### STATED PROBLEM
Edit the listing below so that "red-haired woman" becomes "dark-haired woman" everywhere it occurs. Leave every other line and character unchanged.

### INFORMATION SUPPLIED
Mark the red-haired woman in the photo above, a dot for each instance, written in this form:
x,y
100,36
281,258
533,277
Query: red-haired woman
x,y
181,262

### REPLY TO THE EXERCISE
Mark the dark-haired woman in the photo above, a dot for each instance, written in this form:
x,y
100,36
281,258
533,277
Query: dark-haired woman
x,y
181,262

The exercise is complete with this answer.